Extrait cité »
« Nous avons inventé un monde qui nous échappe »
Le « court-termisme », tel était le thème au cœur du 18ème Rendez-Vous d’Exception organisé par Ichec-Entreprises. Articulé autour du livre Trop Vite – Pourquoi nous sommes prisonniers du court terme signé par Jean-Louis Servan-Schreiber, l’événement a bien mis en évidence le besoin actuel de retrouver du sens et de la réflexion dans les différents domaines de la société. La crise financière, puis économique, et enfin celle des Etats le montre avec une inquiétante récurrence: face à des cycles de décision de plus en plus courts, l’ensemble de notre société réagit à tout événement dans l’urgence. Limitant ainsi le temps consacré à la réflexion, cette pression de l’urgence empêche la projection à long terme.
« Il est urgent de redonner du sens au temps, exhorte l’essayiste français. Cette course sans fin est très préoccupante et ce, sur tous les continents. L’horizon se rapproche et nous avons sans cesse le nez sur l’obstacle. Le présent occupe aujourd’hui une position à ce point démesurée qu’il ne laisse plus aucune place au passé ou au futur, pourtant indispensables à la progression d’une société. »
Le court-termisme n’est pourtant pas une invention du 21ème siècle: il prend racine dans le contact de l’homme avec la vitesse. « Dès le 19ème siècle avec l’invention du télégraphe ou de la locomotive à vapeur, l’homme s’est lancé dans une course sans fin et a voulu accomplir ses tâches toujours plus vite, explique-t-il. Le monde entier s’est ainsi engouffré dans un flux de productivité. La vitesse s’est alliée à une anticipation organisée sous l’influence managériale des Américains après la seconde guerre mondiale. »

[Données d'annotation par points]

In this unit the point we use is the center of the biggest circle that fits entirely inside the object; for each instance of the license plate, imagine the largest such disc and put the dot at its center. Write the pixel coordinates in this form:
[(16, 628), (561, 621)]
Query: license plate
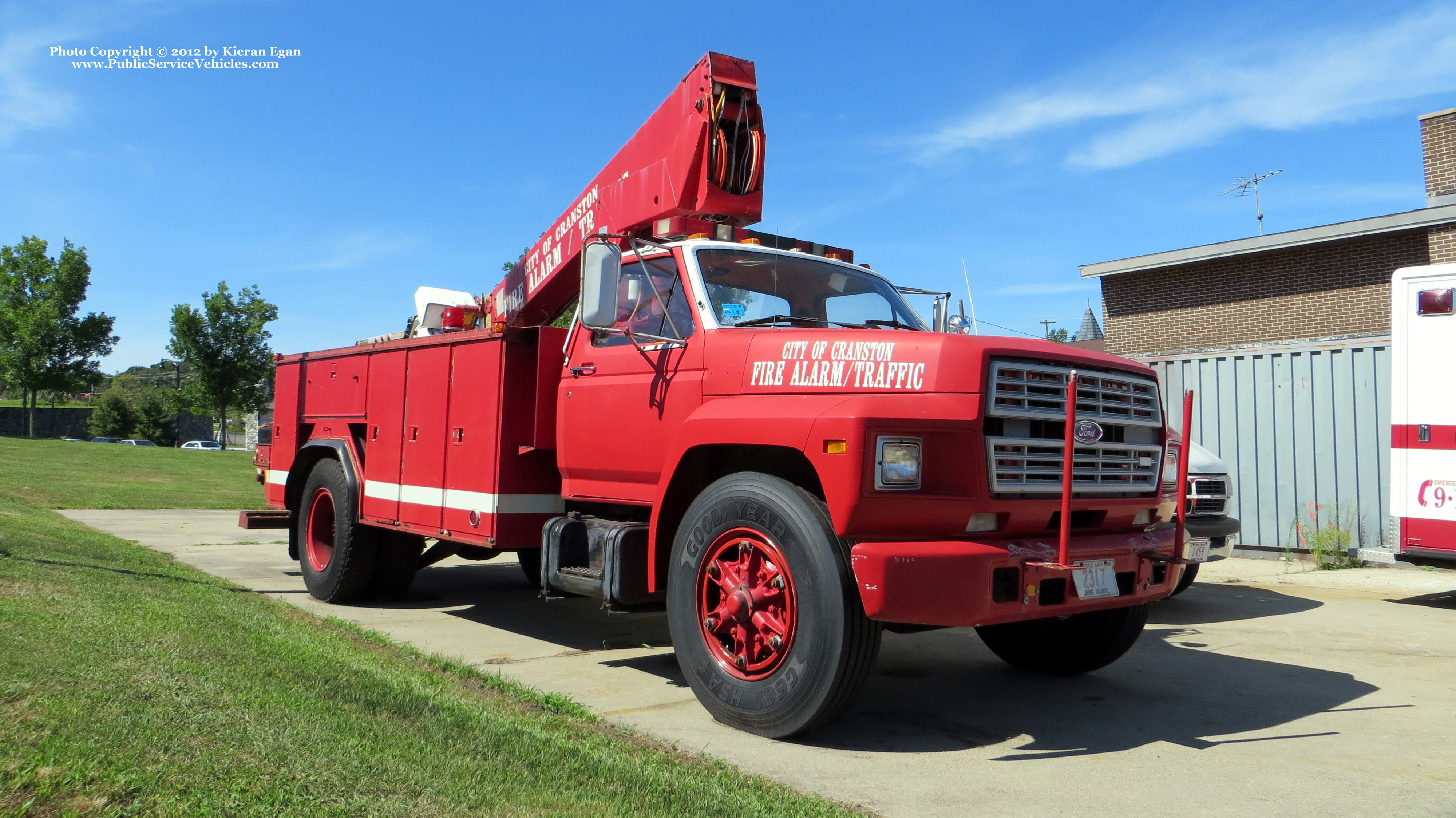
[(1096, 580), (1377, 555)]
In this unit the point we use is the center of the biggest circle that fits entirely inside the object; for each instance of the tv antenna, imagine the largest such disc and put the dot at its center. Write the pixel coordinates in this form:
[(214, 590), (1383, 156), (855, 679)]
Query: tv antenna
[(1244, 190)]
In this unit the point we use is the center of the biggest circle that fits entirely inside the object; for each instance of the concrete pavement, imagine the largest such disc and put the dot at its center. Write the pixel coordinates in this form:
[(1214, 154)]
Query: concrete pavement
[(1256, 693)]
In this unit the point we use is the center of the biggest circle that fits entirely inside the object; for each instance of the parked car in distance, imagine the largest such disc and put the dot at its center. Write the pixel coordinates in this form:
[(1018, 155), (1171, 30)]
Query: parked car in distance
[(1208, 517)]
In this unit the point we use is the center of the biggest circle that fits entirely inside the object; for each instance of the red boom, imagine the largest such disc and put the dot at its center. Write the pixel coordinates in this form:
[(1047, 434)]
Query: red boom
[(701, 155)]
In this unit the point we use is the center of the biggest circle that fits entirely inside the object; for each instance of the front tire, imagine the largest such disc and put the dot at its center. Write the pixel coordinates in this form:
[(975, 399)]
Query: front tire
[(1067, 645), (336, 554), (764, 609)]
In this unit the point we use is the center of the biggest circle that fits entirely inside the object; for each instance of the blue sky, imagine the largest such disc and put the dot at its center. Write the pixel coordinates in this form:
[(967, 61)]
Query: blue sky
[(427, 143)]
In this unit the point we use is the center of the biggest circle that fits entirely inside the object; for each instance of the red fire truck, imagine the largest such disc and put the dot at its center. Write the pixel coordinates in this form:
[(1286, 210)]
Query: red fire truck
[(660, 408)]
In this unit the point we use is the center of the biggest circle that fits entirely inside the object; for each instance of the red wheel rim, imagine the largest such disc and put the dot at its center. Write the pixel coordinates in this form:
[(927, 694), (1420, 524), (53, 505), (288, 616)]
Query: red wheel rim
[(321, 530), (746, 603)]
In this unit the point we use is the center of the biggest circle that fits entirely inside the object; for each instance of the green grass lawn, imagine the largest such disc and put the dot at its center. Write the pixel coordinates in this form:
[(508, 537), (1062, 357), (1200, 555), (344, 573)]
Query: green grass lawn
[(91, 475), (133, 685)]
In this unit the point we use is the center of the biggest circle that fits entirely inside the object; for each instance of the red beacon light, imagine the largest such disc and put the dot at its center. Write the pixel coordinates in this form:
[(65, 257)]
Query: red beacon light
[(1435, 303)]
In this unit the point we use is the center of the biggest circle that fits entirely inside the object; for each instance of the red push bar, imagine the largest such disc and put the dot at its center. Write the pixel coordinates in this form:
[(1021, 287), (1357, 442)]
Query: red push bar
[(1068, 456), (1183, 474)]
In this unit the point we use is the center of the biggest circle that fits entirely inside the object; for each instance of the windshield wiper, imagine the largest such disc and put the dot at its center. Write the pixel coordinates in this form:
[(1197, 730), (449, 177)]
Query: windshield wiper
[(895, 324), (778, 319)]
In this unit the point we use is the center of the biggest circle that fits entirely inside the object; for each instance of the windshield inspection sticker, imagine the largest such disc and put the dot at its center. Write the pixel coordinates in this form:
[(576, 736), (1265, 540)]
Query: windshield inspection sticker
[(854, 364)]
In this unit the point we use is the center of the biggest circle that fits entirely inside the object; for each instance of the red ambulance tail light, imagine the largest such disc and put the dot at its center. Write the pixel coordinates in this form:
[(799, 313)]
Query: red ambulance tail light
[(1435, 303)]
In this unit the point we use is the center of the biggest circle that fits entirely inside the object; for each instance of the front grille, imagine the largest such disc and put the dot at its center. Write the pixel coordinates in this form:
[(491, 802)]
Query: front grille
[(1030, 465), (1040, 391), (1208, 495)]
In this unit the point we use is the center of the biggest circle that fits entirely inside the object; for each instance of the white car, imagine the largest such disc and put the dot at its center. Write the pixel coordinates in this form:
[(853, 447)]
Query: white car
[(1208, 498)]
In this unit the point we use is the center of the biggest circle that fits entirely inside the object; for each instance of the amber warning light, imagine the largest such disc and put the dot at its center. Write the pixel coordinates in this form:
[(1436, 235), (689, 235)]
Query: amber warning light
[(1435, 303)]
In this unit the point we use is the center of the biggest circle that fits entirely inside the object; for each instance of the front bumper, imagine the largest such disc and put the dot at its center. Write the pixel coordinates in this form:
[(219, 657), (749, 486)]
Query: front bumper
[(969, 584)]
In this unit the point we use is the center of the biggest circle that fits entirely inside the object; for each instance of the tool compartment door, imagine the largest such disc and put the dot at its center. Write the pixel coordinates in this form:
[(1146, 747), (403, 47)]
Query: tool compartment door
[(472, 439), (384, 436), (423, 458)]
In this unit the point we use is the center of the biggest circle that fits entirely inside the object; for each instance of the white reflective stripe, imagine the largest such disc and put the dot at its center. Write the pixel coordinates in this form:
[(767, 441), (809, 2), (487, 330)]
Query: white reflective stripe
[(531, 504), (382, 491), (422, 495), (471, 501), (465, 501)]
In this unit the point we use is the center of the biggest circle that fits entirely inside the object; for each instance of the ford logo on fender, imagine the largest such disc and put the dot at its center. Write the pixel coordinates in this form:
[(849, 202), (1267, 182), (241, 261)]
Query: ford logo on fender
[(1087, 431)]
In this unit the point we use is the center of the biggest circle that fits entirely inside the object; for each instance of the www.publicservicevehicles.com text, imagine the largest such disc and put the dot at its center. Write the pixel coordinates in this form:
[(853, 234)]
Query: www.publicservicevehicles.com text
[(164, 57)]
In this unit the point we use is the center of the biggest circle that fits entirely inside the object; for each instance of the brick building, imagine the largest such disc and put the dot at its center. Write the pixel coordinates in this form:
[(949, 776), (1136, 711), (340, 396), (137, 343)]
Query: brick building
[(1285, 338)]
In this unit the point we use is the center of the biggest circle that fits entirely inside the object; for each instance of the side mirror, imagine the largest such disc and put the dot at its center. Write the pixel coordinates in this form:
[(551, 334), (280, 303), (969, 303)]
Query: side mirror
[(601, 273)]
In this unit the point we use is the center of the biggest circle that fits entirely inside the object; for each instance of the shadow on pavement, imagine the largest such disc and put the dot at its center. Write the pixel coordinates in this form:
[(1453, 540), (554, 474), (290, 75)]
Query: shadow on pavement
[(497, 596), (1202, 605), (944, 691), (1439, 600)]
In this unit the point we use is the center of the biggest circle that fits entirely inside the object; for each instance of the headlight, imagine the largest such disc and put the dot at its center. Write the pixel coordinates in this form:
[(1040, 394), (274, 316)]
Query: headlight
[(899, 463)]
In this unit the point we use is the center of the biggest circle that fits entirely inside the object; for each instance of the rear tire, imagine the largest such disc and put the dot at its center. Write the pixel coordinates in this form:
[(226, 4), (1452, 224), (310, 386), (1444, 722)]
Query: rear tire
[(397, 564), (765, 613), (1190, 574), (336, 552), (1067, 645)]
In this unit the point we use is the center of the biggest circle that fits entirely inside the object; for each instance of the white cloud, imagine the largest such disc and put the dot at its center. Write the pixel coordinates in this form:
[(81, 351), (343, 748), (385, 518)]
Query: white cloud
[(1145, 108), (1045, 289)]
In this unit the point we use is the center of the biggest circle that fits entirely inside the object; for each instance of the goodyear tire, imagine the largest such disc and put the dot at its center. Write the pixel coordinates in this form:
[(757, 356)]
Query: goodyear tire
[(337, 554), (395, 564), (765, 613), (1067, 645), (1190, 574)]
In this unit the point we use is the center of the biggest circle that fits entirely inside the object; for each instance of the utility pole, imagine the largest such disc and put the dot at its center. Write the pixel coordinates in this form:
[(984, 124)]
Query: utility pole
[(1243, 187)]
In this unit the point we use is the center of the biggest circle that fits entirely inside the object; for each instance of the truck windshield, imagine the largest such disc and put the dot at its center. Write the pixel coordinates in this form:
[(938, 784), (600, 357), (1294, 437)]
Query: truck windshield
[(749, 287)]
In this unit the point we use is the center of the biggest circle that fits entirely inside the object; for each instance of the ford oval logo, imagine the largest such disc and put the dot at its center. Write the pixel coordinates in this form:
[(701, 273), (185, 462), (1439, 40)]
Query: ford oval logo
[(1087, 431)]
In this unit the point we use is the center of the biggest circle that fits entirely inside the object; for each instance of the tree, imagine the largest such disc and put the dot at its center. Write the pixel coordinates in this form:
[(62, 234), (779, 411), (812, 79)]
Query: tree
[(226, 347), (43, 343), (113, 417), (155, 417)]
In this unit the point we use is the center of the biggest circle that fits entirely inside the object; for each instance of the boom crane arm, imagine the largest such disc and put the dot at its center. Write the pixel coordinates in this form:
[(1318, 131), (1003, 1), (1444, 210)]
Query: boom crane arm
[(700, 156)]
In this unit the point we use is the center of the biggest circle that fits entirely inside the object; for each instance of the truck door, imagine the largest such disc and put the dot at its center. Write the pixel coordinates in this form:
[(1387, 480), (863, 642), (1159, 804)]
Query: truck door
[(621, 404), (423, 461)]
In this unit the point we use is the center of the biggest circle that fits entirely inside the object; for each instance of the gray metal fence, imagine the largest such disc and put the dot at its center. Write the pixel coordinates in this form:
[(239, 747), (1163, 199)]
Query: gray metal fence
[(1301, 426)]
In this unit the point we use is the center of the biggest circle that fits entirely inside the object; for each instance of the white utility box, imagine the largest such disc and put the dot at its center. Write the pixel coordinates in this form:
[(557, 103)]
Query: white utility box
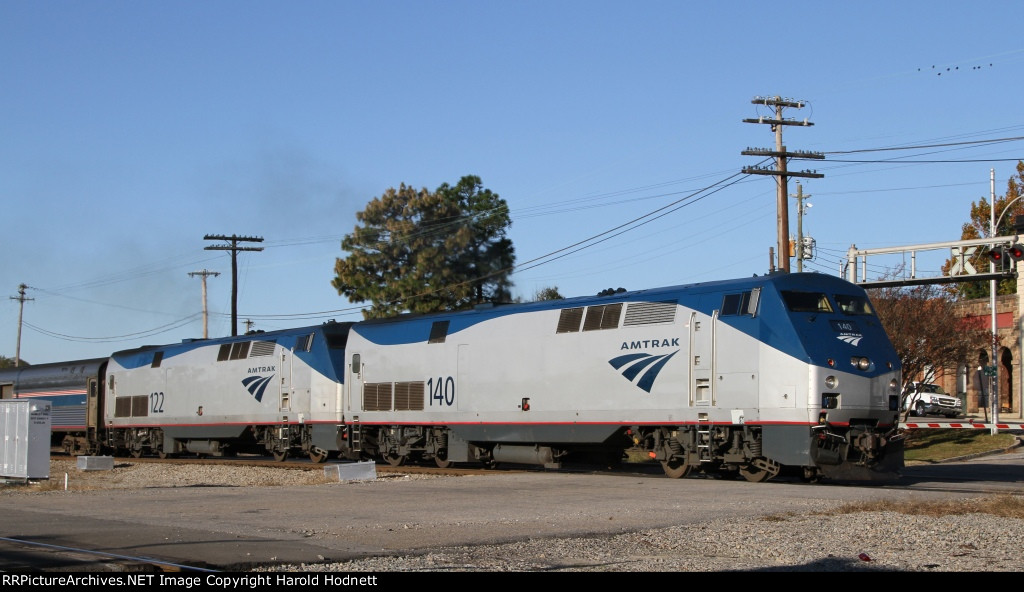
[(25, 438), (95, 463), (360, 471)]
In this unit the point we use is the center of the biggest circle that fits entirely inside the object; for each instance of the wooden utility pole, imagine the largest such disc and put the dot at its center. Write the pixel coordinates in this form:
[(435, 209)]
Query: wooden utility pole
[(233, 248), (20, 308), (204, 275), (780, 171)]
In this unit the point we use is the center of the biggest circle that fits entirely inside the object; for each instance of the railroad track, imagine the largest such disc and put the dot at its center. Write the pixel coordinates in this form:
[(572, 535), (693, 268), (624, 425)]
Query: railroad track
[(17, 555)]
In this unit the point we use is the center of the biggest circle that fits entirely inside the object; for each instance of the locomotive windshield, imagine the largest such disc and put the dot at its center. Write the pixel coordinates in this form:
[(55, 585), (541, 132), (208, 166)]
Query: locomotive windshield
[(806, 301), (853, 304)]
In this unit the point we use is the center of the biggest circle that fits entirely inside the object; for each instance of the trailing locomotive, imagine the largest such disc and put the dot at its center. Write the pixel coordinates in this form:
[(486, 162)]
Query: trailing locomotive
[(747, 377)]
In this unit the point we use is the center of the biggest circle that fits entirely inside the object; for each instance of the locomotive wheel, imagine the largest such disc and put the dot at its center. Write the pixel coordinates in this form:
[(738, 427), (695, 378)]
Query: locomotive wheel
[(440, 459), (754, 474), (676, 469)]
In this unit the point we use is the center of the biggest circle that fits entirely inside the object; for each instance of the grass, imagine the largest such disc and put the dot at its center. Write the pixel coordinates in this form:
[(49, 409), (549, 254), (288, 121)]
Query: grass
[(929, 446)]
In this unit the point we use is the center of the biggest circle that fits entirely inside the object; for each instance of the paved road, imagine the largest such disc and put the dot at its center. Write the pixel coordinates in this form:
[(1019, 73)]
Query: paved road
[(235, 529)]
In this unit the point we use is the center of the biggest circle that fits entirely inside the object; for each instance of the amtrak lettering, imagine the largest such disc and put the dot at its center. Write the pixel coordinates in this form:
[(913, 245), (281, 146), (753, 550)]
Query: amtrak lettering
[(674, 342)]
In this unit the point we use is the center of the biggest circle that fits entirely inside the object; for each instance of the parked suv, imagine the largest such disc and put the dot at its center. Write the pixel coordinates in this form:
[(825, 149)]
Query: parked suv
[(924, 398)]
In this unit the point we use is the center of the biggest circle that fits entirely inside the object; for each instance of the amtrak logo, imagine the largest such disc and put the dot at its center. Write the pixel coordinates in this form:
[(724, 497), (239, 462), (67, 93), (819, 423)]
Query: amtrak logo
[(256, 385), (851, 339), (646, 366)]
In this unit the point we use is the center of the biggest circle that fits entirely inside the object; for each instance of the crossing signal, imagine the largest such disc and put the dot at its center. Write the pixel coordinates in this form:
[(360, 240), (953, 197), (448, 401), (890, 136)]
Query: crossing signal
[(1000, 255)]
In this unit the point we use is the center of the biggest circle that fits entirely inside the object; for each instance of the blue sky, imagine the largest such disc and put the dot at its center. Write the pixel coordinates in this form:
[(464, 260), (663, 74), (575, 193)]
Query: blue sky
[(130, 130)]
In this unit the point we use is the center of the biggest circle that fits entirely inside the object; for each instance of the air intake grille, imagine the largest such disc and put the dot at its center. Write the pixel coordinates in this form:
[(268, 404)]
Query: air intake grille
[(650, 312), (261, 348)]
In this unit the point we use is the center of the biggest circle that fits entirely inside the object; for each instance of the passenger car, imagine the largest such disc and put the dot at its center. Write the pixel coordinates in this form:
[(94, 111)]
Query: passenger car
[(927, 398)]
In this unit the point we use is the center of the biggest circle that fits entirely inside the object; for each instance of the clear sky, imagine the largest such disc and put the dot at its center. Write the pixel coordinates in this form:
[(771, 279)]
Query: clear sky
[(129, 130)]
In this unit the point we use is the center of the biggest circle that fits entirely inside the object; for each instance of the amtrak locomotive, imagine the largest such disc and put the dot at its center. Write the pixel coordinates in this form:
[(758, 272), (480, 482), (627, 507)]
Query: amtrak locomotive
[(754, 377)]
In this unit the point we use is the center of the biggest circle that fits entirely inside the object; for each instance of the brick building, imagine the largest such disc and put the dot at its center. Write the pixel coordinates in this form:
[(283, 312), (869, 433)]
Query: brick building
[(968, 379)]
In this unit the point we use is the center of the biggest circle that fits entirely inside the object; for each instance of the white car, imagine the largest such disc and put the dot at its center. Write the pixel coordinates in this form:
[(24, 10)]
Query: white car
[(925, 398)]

Énoncé du problème 1 »
Répondez aux questions suivantes d'après l'extrait sur le court-termisme :
(a) Quel numéro portait le Rendez-Vous d'Exception organisé par Ichec-Entreprises ?
(b) Quelles inventions du 19ème siècle sont citées ?
(c) Sous quelle influence la vitesse s'est-elle alliée à une anticipation organisée après la seconde guerre mondiale ?
Énoncé du problème 2 » Recopiez à l'identique, s'il vous plaît, les lignes des entrées depuis leur toute première ligne jusqu'à celle qui contient « [(16, 628), (561, 621)] », cette dernière comprise.
Les entrées n'ont aucun lien avec l'extrait.

Réponse rédigée 1 »
(a) C'était le 18ème Rendez-Vous d'Exception.
(b) Le télégraphe et la locomotive à vapeur.
(c) Sous l'influence managériale des Américains.

Réponse rédigée 2 »
In this unit the point we use is the center of the biggest circle that fits entirely inside the object; for each instance of the license plate, imagine the largest such disc and put the dot at its center. Write the pixel coordinates in this form:
[(16, 628), (561, 621)]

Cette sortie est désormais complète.